- **WRITTEN INSTRUCTION**: Translate this sentence from the movie review into Spanish: "But then we have Peter Weller as the titular hero, and Ellen Barkin as his love interest, Penny Priddy."

- **PASSAGE TO READ**:
★ ★ ★ ★ ★ ★ ★

It's not for want of trying, though. John Lithgow and Christopher Lloyd are forced to share a cramped screen through most of the movie, and between the two of them it's a wonder there's any scenery left for others to chew. But there is: Jonathan Banks makes a transformation from a leering, mean-spirited orderly in a psych ward to a psychotic alien goon. And Jeff Goldblum shows up with his usual what am I doing here? expression; this time he's outfitted with a cornball cowboy suit that almost explains the look on his face. And everyone is given at least one memorable line, including the now ubiquitous, "Remember, no matter where you go, there you are."
But then we have Peter Weller as the titular hero, and Ellen Barkin as his love interest, Penny Priddy. And that's where the tension completely dissipates. I'm irrationally fond of Ms. Barkin, but as with most actresses, for every steamy role that melts me in my seat, she gets a half-dozen cookie-cutter mishaps that should have been run through the creative mill another time or two. "Penny" is a mishap, which is unfortunate. I could have envisioned a love interest with a dark sense of humour who throws a little fire into the pond of Weller's ethereal cool, but that was not what Ms. Barkin was asked to do. She's a groupie, basically. Thankless.

★ ★ ★ ★ ★ ★ ★

- **RECORD SET**:
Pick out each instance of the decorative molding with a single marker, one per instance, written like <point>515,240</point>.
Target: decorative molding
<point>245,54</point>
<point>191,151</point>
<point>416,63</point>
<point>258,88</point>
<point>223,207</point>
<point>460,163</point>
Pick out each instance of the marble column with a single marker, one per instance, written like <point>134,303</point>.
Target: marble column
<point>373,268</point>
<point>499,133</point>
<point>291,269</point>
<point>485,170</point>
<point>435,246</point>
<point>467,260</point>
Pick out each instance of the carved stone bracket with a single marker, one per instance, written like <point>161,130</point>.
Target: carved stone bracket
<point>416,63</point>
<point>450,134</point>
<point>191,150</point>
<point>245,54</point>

★ ★ ★ ★ ★ ★ ★

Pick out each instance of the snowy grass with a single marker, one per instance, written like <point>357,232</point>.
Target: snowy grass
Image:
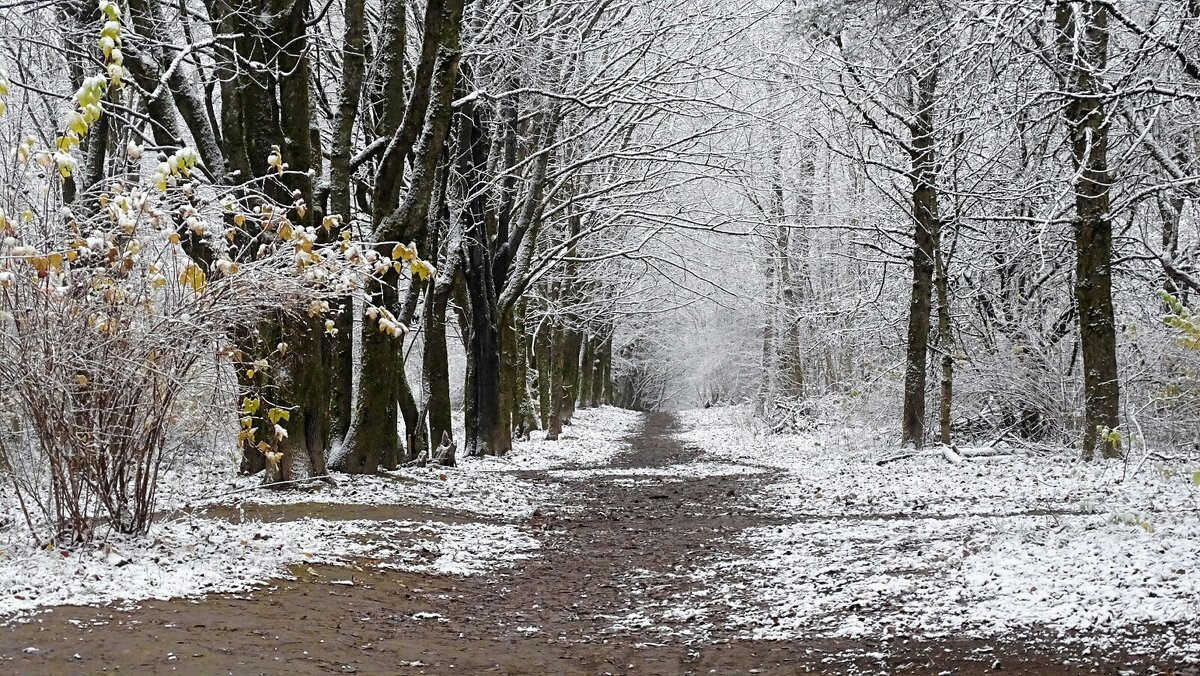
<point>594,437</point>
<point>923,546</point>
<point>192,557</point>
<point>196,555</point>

★ ★ ★ ★ ★ ★ ★

- **ANSWER TO THIS PROBLEM**: Pero luego tenemos a Peter Weller como el héroe que da título a la película, y a Ellen Barkin como su interés amoroso, Penny Priddy.